_Testo_
Sentenza di Cassazione Penale Sez. 2 Num. 22227 Anno 2024
Penale Sent. Sez. 2 Num. 22227 Anno 2024
Presidente: COGNOME
Relatore: COGNOME NOME
Data Udienza: 05/04/2024
SENTENZA
sul ricorso proposto da:
NOME nato a MONDCOGNOMENE il DATA_NASCITA avverso la sentenza del 10/07/2023 della CORTE d’APPELLO di NAPOLI visti gli atti, il provvedimento impugnato e il ricorso; udita la relazione svolta dal Consigliere NOME COGNOME; lette le conclusioni del Sostituto Procuratore NOME COGNOME che ha concluso per l’inammissibilità del ricorso;
ricorso trattato con contraddittorio scritto ex art.23 co. 8 d.l. 137/2020.

_Compiti_
[a] Per ciascuna affermazione indica se concorda con l'intestazione della sentenza, rispondendo sì o no e citando fedelmente le parole decisive: (i) l'udienza si è tenuta il 5 aprile 2024; (ii) il ricorso è rivolto contro una sentenza della Corte d'Appello di Roma; (iii) il Sostituto Procuratore ha concluso per l'accoglimento del ricorso.
[b] Riassumi in due frasi l'intestazione della sentenza.
[c] Estrai dall'intestazione della sentenza il passo compreso tra "Sentenza di Cassazione" e "8 d.l. 137/2020.", estremi inclusi.

_Estratto dei dati_
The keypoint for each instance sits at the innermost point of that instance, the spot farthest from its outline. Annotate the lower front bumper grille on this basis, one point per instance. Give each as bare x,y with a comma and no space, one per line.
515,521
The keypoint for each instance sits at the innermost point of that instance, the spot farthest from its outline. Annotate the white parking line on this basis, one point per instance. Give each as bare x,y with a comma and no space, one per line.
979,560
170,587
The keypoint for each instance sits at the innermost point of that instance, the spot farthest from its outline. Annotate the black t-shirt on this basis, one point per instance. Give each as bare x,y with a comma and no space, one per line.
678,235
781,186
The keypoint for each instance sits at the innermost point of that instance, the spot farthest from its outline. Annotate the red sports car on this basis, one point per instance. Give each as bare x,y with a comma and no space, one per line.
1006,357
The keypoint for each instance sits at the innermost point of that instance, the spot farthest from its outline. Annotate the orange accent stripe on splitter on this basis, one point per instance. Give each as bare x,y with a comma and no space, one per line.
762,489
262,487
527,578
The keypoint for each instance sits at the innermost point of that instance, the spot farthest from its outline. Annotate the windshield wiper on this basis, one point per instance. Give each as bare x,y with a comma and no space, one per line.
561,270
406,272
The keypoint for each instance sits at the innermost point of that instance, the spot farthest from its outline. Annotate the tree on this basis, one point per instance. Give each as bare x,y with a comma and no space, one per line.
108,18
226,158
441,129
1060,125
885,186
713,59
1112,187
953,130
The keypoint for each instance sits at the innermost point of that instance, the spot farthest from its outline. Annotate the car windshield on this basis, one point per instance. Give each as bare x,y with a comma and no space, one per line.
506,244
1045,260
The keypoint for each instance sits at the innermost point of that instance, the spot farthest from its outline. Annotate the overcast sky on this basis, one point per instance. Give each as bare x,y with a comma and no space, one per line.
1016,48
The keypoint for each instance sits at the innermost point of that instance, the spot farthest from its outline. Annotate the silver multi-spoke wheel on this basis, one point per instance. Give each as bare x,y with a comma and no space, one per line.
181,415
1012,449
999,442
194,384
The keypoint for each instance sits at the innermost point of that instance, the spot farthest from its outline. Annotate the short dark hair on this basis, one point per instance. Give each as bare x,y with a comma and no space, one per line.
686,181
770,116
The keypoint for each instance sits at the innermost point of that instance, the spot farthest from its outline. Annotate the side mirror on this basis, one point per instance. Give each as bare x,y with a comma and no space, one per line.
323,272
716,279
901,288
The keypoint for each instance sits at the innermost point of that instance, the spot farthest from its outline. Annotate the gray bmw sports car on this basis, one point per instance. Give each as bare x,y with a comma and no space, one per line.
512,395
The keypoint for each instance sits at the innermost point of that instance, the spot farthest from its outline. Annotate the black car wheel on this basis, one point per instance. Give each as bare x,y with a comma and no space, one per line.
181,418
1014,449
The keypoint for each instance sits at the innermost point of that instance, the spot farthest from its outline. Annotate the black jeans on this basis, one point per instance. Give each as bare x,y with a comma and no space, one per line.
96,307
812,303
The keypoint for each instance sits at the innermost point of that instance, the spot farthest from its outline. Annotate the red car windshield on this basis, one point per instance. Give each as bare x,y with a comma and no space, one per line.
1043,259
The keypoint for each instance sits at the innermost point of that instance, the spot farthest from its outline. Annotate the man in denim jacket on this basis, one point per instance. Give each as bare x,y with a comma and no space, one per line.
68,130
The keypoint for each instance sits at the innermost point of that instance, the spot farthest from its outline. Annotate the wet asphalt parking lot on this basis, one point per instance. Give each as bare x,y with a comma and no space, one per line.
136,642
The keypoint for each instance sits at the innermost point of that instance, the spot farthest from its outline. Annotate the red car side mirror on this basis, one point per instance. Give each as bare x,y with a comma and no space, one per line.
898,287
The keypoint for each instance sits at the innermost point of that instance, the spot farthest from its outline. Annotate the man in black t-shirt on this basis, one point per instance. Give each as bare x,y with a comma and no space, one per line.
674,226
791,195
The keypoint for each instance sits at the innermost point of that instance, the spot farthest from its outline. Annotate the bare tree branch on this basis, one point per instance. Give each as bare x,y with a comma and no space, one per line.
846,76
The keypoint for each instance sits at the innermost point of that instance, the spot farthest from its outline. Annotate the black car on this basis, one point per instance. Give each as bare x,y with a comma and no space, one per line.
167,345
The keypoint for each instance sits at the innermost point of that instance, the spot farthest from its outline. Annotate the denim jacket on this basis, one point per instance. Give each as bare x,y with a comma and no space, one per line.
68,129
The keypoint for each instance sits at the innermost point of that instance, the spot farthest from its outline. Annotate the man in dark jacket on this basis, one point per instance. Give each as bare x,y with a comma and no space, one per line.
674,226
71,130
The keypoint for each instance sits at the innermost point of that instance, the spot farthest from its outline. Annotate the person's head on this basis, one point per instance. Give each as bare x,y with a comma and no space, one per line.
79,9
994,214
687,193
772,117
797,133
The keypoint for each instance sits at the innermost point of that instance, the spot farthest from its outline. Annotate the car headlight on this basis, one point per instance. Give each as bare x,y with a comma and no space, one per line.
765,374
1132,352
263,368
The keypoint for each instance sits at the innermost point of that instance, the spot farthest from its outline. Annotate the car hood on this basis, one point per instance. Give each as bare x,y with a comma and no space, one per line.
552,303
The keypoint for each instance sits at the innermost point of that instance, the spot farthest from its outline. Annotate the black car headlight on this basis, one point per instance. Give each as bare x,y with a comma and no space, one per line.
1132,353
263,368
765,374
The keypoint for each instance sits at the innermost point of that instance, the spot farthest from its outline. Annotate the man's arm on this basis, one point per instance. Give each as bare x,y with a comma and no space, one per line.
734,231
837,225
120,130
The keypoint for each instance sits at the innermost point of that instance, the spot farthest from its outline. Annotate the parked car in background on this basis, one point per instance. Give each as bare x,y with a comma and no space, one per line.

_Risposte ai compiti_
[a]
(i) Sì: "Data Udienza: 05/04/2024".
(ii) No: "avverso la sentenza del 10/07/2023 della CORTE d’APPELLO di NAPOLI".
(iii) No: "che ha concluso per l’inammissibilità del ricorso".

[b] Si tratta della sentenza n. 22227 del 2024 della seconda sezione penale della Corte di Cassazione, relativa a un ricorso contro la sentenza del 10/07/2023 della Corte d'Appello di Napoli. Il Sostituto Procuratore ha concluso per l'inammissibilità del ricorso, che è stato trattato con contraddittorio scritto ex art. 23 co. 8 d.l. 137/2020.

[c]
Sentenza di Cassazione Penale Sez. 2 Num. 22227 Anno 2024
Penale Sent. Sez. 2 Num. 22227 Anno 2024
Presidente: COGNOME
Relatore: COGNOME NOME
Data Udienza: 05/04/2024
SENTENZA
sul ricorso proposto da:
NOME nato a MONDCOGNOMENE il DATA_NASCITA avverso la sentenza del 10/07/2023 della CORTE d’APPELLO di NAPOLI visti gli atti, il provvedimento impugnato e il ricorso; udita la relazione svolta dal Consigliere NOME COGNOME; lette le conclusioni del Sostituto Procuratore NOME COGNOME che ha concluso per l’inammissibilità del ricorso;
ricorso trattato con contraddittorio scritto ex art.23 co. 8 d.l. 137/2020.